Verilen metin ::
•••

Nitekim Allahu Teâlâ, Nûr Sûresi Âyet 19’da meâlen şöyle buyuruyor: “Müslümanlar arasında ahlâksızlığın, ibadetsizliğin, fuhşun ve hayâsızlığın yaygın bir hale gelmesini isteyen ve yayanlar için, dünya ve âhirette çok şiddetli bir azabı ilâhî vardır.”
Hadis-i Şerif’te: “Mü’minin mü’mine duası müstecaptır.” buyruluyor. Müslüman olarak bizler, günahkârların, önce ıslahı için dua ederiz. Islahı mümkün olmazsa cezalarını temenni etmek, elbette hakkımızdır. Çünkü diğer mü’minlere kötülükte örnek olmalarını istemeyiz… Onların işlediği kötülüklerin pek çoğunu bugün cemiyet olarak çekmekteyiz. Nitekim insanlar, Allah (cc) için birbirine dua etmek şurada dursun, birbirlerinin gözünü oyup, canını almaya çalışıyorlar. Dinî hayatın sönüşü, kötülüklerin yaygın bir hale gelişi ve insanların boğazlaşması, hep içimizdeki kötülük yayıcılarının fesatlarının sonucudur. Gerçek Müslümanı elem ve kedere boğan, bu acı durum karşısında, üzüntü ve ızdıraptan uzak, kupkuru, kaskatı, ruhsuz ve hissiz bir topluluk içinde yaşıyor oluşumuzdur.

•••

Verilen bilgiler ::
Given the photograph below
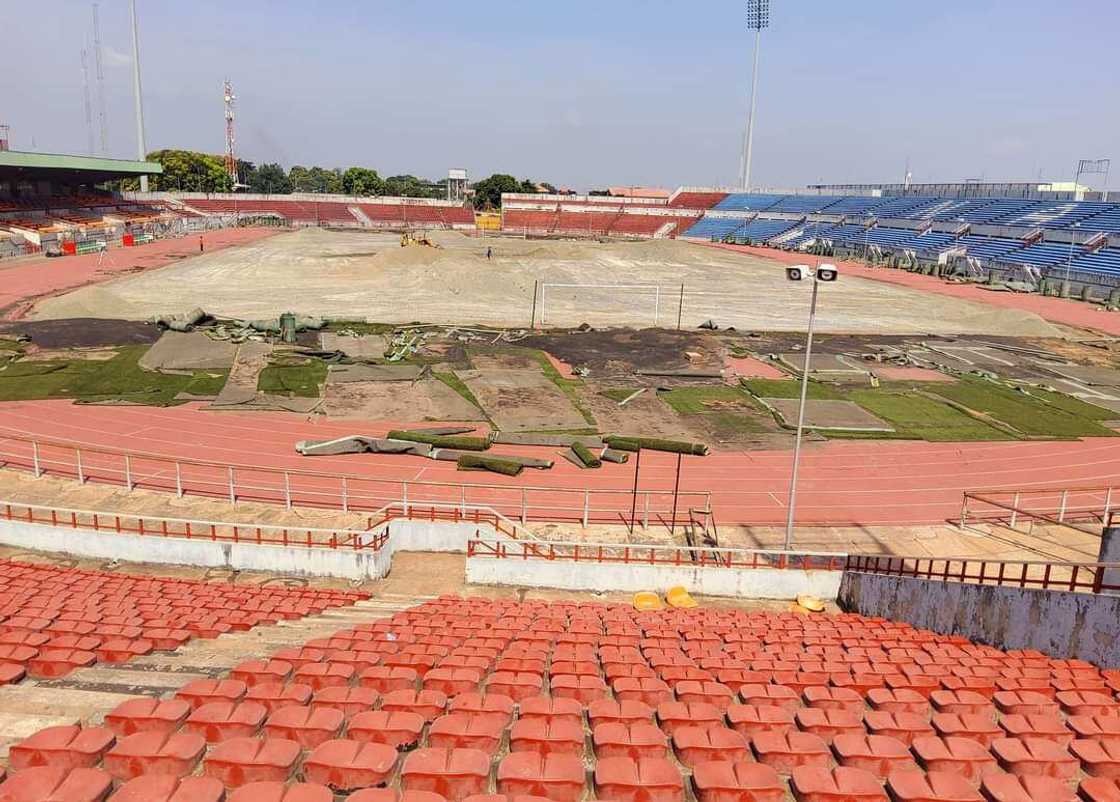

•••

Yapılacak işler ::
(1) Verilen metinde meali aktarılan âyet hangi sûrenin kaçıncı âyetidir?
(2) Kötülük yayıcılarını konu alan metne, son cümlesinden sonra devam edin.
Verilen bilgiler, metinden bağımsız ayrı bir malzemedir.

Çözülmüş görevler ::
(1) Nûr Sûresi'nin 19. âyetidir.

(2)
Vicdanları paralayan bunca kötülüklere karşı duygusuz kalan insanlar, en büyük belalara çarptırılmaya mahkûmdurlar. Yukarıdaki Âyet-i Kerime bunun en açık en çarpıcı bir ispatıdır.
Bir de Müslümanların, dayanışma halinde oldukları, bir kötülük gördüklerinde bütün bir milletin vicdanının sızladığı, yetmiş (70) yıl evvelki bir devri, “Safahattan” nakledeyim.
Şimalde, şimal Müslümanlarından Ataullah Bahaeddin isimli bir âlimin, Rusların istilasına uğrayıp, dinî hayatları ve mâbetleri harap olan dindaşlarının, zulüm ve baskılar altında inlediğini gören bir Müslümanın, nasıl ağladığını, Allah’a nasıl yalvarıp yakardığını işitiriz: “Odama girdim, kapıyı kapadım, ağlamaya başladım: O gün akşama kadar, İslâm’ın garipliğine, Müslümanların yıkılışına, ahlâksızlığın yayılışına, zulmün şiddetine, ibadet hayatının sükûtuna, mâbetlerin cemaatsizliğine, millî ve manevî perişanlığımıza, bu durumlardan kurtulmamız ve İslâm ümmetinin uyanması için Hakka yalvardım, ağladım, ağladım…”
Günümüzde Müslümanların derdini dert edinerek ağlayan ve kurtuluşumuza dua eden gerçek mü’minler az olduğundan, ızdıraplarımız bir türlü son bulmuyor…
Büyük İslâm şairimiz Mehmet Akif merhum da, o Müslümanın içli gözyaşlarına şu karşılığı vererek, ıstıraplarına iştirak etmiştir:
Sen ey bîçâre dindaş! Sen ki bizden hayır ümid ettin;
Nihayet ye’se düştün, ağladın, ağlattın, inlettin.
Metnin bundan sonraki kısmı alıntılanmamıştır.